Convert the lines of every item below into a JSON list of strings, one string per line, omitting blank lines. Leave the pictures out of the answer.

═══ Supplied records ═══

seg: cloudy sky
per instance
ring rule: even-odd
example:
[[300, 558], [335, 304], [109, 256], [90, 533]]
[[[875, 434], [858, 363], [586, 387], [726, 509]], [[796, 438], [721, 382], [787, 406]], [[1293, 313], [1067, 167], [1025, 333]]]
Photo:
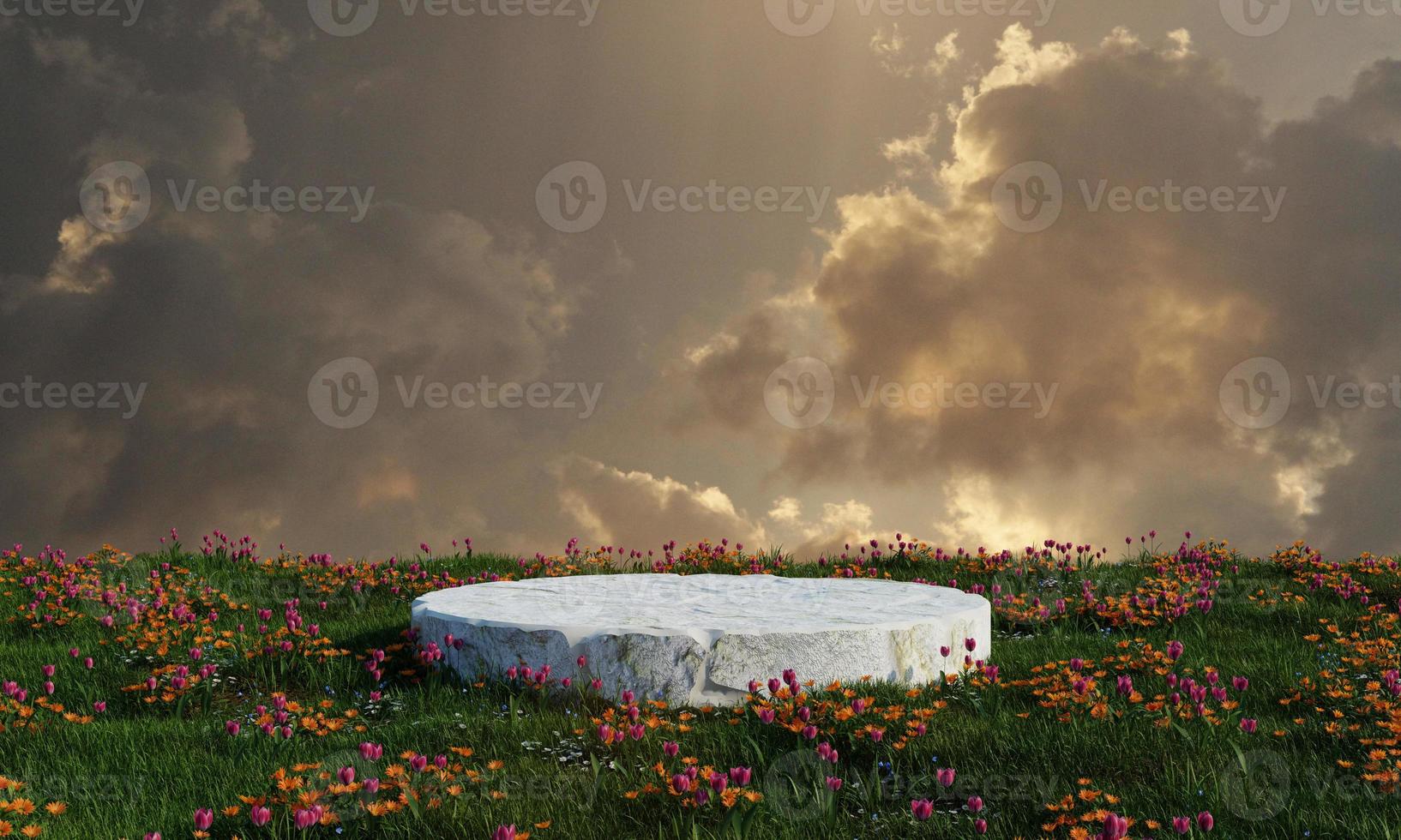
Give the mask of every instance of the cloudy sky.
[[0, 0], [0, 539], [1395, 552], [1397, 45], [1383, 0]]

═══

Correct response →
[
  "seg: cloudy sky",
  "per instance",
  "ring rule: even-odd",
  "example:",
  "[[300, 558], [335, 304], [109, 256], [90, 533]]",
  "[[[875, 434], [858, 363], [586, 387], [726, 509]], [[796, 438], [721, 382], [787, 406]], [[1293, 313], [1067, 167], [1025, 333]]]",
  "Photo:",
  "Give the mask of every instance of the cloudy sky.",
  "[[0, 0], [0, 539], [1395, 552], [1397, 45], [1383, 0]]"
]